Medical Practice Safety management
Work health and safety is about ensuring the wellbeing of workers (including contractors), patients and others in the medical practice. Regular review of your practice will assist in making your practice a healthy place in which to work.
It is important that you assess the WHS risks that might arise in your medical practice and develop policies, procedures and worker training that address these risks so that you can ensure a safe working environment.
WHS policies and procedures
WHS policies and procedures are important as they set clear standards and expectations for how WHS issues are to be managed. They also clarify which individuals hold certain obligations for managing WHS issues.
For medical practices, consideration should be given to developing appropriate policies and procedures which relate to the risks which exist in each medical practice.
Typical policies and procedures that could be developed for a medical practice include:
- work health and safety policy
procedures that deal with:
- security and staff safety,
- dealing with patients,
- ergonomic set-ups and assessments,
- manual handling,
- electrical safety,
- the storage and handling of drugs, medicines and other chemicals,
- incident/accident reporting,
- cash handling,
- first aid,
- fire safety and emergency procedures – including the location of fire extinguishers, how to use them and an emergency evacuation route and assembly point,
- working practices including the use of personal protective equipment (PPE) and other safety equipment, access/egress issues including the requirement to keep entry and exit points clear from congestion, and dealing with slips, trips and falls,
- worker training and competency assessment,
- anti-bullying, Equal Employment Opportunity (EEO) and harassment.
Consultation and training
When developing policies and procedures, medical practices should consult with workers and involve them in formulating policies and procedures that relate to specific practice risks.
Training workers in the policies and procedures that apply at the medical practice is also important, as this allows workers to understand what is expected of them and how they can contribute to a safe work environment.
Worker training should take place on a regular basis and should focus on:
- informing employees about their obligations under applicable policies and procedures, and the methods by which they can actively minimise safety risks to themselves and others,
- assessing worker competency and awareness of safe work practices.

■ **WHAT IS REQUIRED**
Copy out the stretch of the medical practice safety text from "Medical Practice Safety" through "safe working environment.", word for word.

■ **RECORD EXCERPTS**
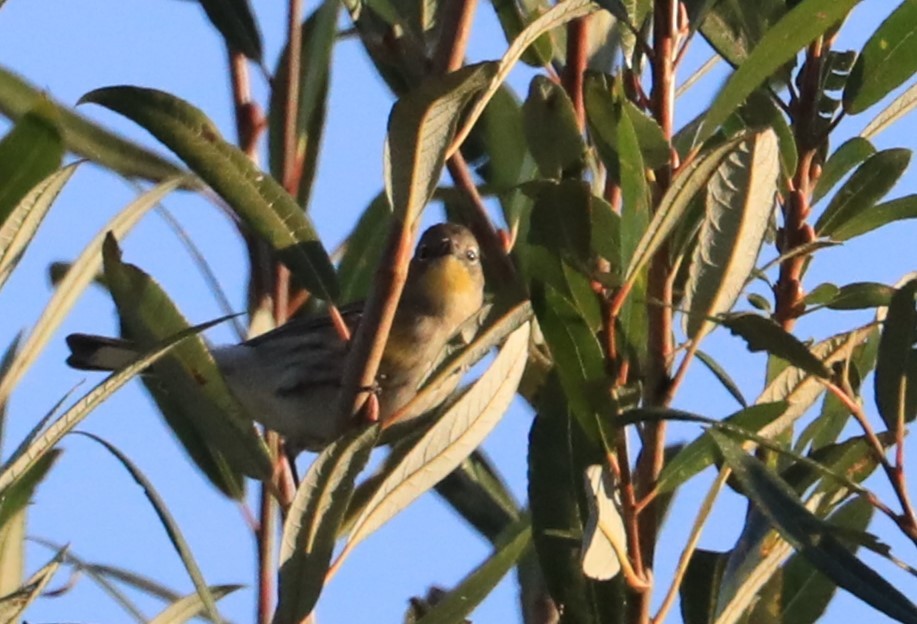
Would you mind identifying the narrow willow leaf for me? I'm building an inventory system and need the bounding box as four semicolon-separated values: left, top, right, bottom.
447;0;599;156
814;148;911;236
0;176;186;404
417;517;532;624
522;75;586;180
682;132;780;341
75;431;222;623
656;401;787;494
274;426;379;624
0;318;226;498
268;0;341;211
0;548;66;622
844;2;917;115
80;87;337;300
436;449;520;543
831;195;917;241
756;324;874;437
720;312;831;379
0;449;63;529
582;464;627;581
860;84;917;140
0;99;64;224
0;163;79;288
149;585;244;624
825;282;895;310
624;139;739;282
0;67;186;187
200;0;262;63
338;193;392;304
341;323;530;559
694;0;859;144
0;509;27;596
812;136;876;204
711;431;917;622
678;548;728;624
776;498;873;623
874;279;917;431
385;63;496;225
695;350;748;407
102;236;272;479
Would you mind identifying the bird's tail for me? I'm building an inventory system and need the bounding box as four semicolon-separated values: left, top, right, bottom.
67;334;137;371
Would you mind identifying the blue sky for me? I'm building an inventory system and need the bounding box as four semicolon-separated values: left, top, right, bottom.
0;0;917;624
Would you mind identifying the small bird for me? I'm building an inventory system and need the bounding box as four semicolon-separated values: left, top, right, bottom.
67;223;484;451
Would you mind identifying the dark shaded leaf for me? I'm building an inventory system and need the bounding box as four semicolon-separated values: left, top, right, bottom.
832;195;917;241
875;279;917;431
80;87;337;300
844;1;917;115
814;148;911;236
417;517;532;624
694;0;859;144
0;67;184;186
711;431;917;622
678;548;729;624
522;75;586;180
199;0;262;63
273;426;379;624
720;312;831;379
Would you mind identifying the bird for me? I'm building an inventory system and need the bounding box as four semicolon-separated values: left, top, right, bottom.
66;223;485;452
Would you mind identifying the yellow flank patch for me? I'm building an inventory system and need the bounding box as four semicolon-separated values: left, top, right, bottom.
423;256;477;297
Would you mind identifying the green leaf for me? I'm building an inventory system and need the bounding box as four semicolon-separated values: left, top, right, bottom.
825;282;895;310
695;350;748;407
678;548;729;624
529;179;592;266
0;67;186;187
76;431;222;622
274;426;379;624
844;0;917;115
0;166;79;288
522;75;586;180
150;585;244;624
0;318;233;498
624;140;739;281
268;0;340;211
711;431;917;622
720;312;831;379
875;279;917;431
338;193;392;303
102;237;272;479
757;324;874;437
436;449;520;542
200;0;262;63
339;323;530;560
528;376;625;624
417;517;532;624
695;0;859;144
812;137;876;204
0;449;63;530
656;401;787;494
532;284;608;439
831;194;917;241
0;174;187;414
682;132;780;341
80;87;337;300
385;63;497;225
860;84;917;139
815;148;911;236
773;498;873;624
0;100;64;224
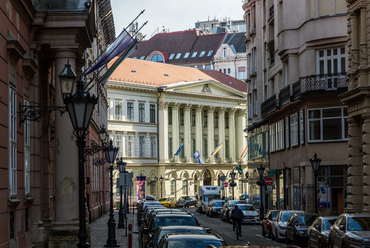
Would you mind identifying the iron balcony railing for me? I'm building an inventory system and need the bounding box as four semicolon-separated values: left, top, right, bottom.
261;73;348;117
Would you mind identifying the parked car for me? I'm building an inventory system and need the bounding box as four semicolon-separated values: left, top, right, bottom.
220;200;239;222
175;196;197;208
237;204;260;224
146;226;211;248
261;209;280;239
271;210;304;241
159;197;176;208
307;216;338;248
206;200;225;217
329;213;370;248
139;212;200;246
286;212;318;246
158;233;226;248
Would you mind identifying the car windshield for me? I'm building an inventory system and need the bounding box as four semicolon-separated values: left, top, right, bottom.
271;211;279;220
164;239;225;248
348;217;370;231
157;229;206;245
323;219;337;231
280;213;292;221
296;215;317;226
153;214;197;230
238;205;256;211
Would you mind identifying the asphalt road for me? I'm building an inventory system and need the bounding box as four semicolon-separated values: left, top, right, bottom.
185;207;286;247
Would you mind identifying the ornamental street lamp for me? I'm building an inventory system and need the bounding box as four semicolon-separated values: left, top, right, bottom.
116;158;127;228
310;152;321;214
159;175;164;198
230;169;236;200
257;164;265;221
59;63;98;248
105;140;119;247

■ **EXPECTED ANSWER**
Medical Practice Safety management
Work health and safety is about ensuring the wellbeing of workers (including contractors), patients and others in the medical practice. Regular review of your practice will assist in making your practice a healthy place in which to work.
It is important that you assess the WHS risks that might arise in your medical practice and develop policies, procedures and worker training that address these risks so that you can ensure a safe working environment.